--- Begin READING TEXT ---
SUMMARY OF SIGNIFICANT ACCOUNTING POLICIES:
The
consolidated financial statements included herein have been prepared by Carrizo
Oil & Gas, Inc. (the “Company”), and are unaudited. The financial
statements reflect the accounts of the Company and its subsidiaries after
elimination of all significant intercompany transactions and
balances. The financial statements reflect necessary adjustments, all
of which are of a recurring nature, and are in the opinion of management
necessary for a fair presentation. Certain information and footnote
disclosures normally included in financial statements prepared in accordance
with U.S. generally accepted accounting principles have been omitted pursuant
to
the rules and regulations of the Securities and Exchange Commission
(“SEC”). The Company believes that the disclosures included herein
are adequate to allow the information presented not to be
misleading. The financial statements included herein should be read
in conjunction with the audited financial statements and notes thereto included
in the Company’s Annual Report on Form
10-K
for
the year ended December 31, 2006 (the “2006 Form 10-K”).
Reclassifications
Certain
reclassifications have been made to the prior period’s financial statements to
conform to the current presentation.
--- End READING TEXT ---
--- Begin DATASET EXCERPTS ---
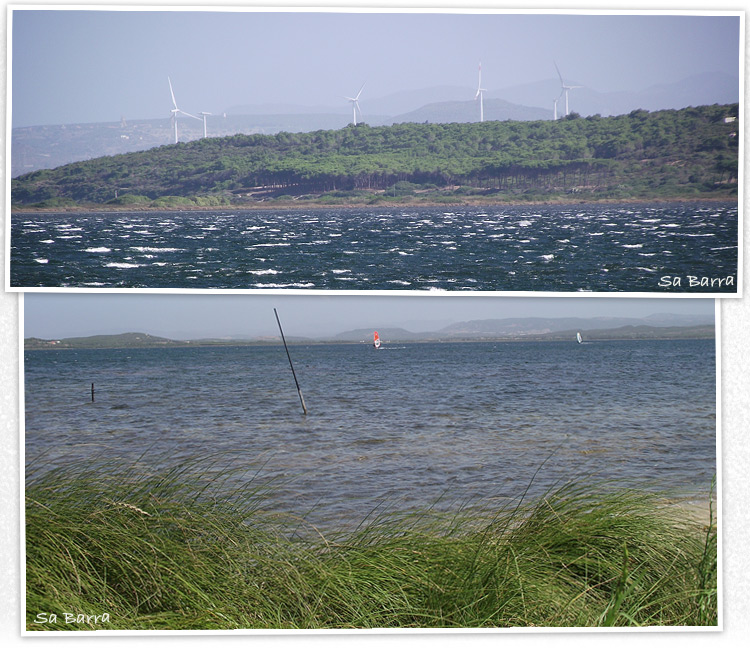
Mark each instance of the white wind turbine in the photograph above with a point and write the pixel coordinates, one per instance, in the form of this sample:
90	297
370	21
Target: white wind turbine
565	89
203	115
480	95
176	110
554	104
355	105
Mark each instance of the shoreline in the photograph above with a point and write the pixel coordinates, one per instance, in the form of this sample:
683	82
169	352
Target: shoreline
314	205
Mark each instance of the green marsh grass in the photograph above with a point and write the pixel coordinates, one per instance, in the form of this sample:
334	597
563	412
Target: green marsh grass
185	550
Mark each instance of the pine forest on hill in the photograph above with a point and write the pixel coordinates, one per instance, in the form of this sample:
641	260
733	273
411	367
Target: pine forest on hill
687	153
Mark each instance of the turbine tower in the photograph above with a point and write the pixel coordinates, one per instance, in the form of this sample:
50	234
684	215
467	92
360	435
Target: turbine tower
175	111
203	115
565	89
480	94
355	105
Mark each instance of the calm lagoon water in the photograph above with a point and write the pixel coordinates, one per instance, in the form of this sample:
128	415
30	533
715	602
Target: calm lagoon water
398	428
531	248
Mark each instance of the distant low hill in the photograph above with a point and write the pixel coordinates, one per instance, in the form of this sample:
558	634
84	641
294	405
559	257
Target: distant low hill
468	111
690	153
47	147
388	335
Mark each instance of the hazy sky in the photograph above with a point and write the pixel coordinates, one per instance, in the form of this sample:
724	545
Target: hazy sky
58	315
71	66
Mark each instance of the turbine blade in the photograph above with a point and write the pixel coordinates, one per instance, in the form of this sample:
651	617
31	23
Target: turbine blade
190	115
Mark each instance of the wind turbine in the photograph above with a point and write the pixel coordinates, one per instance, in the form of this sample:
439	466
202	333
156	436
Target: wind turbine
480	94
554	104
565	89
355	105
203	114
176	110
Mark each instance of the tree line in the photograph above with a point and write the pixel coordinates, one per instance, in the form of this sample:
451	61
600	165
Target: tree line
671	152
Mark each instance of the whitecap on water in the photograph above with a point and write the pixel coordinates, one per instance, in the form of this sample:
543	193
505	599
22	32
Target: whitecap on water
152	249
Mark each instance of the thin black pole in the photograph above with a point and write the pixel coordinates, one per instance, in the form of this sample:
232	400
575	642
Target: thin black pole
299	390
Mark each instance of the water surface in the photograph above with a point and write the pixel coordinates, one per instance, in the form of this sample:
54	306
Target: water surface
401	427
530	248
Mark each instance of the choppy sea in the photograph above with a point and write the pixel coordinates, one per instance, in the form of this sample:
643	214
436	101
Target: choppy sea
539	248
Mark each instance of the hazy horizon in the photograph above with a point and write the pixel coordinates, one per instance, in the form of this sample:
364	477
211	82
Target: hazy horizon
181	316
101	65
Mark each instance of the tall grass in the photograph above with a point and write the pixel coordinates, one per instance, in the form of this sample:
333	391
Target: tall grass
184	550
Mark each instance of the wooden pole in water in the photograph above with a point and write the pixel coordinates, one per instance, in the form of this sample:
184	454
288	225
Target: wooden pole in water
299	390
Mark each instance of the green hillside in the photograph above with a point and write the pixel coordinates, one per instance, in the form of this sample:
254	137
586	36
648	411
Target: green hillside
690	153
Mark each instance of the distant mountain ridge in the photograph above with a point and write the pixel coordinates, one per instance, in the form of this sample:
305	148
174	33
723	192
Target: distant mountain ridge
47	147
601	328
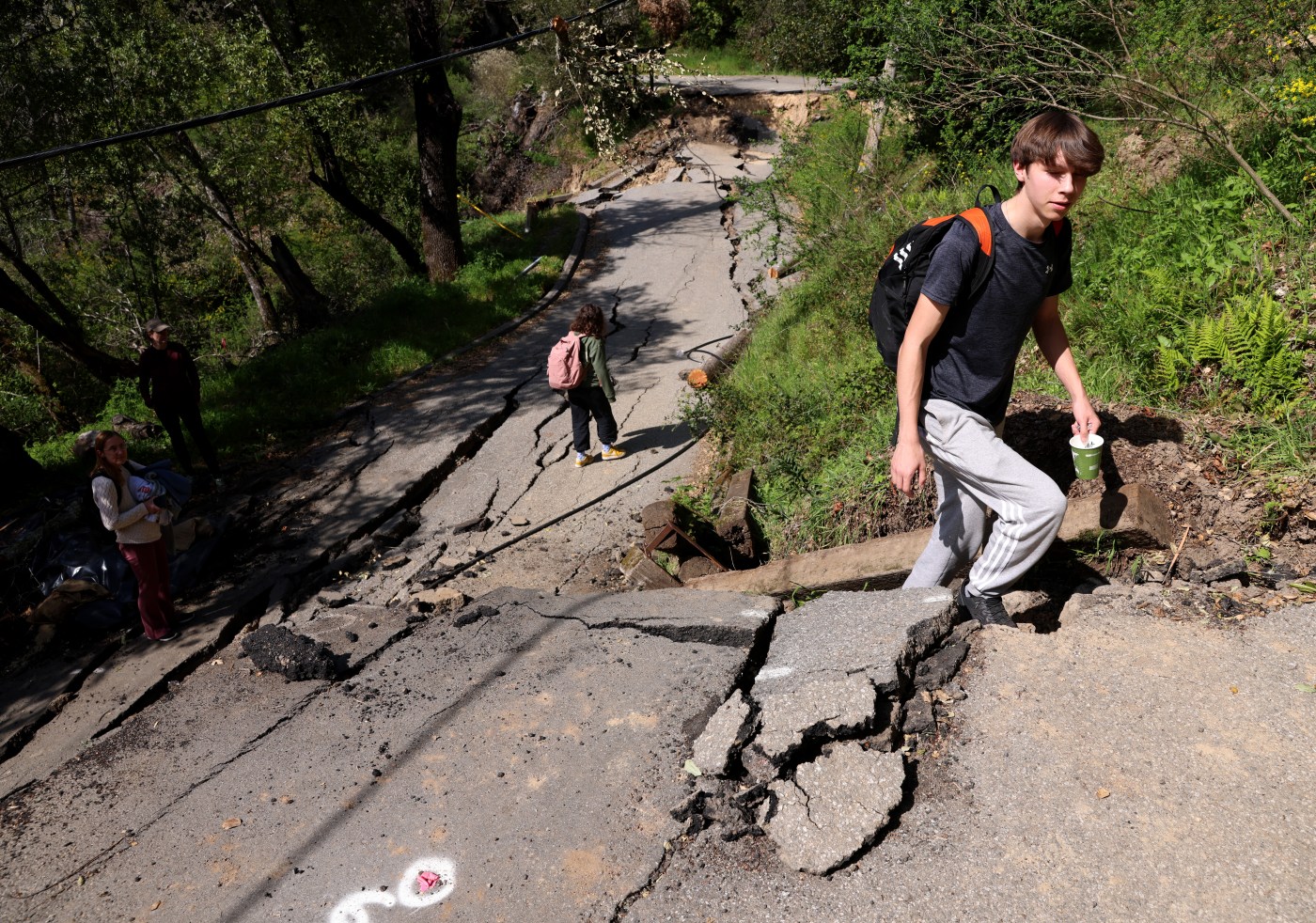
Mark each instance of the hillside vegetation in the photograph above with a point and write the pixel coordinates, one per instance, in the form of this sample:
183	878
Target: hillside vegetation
--- End DATASET EXCERPTS ---
_SET OF TASKS_
• a. In the accounting policies text, which annual report should the financial statements be read together with?
• b. Please write the next part of the accounting policies text, not the items, beginning after its final sentence.

_RESPONSES TO THE TASKS_
• a. The Company's Annual Report on Form 10-K for the year ended December 31, 2006.

• b.
Use
of Estimates
The
preparation of financial statements in conformity with U.S. generally accepted
accounting principles requires management to make estimates and assumptions
that
affect the reported amounts of assets and liabilities and disclosures of
contingent assets and liabilities at the date of the consolidated financial
statements and the reported amounts of revenues and expenses during the periods
reported. Actual results could differ from these
estimates.
Significant
estimates include volumes of oil and natural gas reserves used in calculating
depletion of proved oil and natural gas properties, future net revenues and
abandonment obligations, impairment of undeveloped properties, future income
taxes and related assets/liabilities, the collectibility of outstanding accounts
receivable, fair values of derivatives, stock-based compensation expense,
contingencies and the results of current and future litigation. Oil
and natural gas reserve estimates, which are the basis for unit-of-production
depletion and the ceiling test, have numerous inherent
uncertainties. The accuracy of any reserve estimates is a function of
the quality of available data and of engineering and geological interpretation
and judgment. Subsequent drilling results, testing and production may
justify revision of such estimates. Accordingly, reserve estimates
are often different from the quantities of oil and natural gas that are
ultimately recovered. In addition, reserve estimates are vulnerable
to changes in wellhead prices of crude oil and natural gas. Such
prices have been volatile in the past and can be expected to be volatile
in the
future.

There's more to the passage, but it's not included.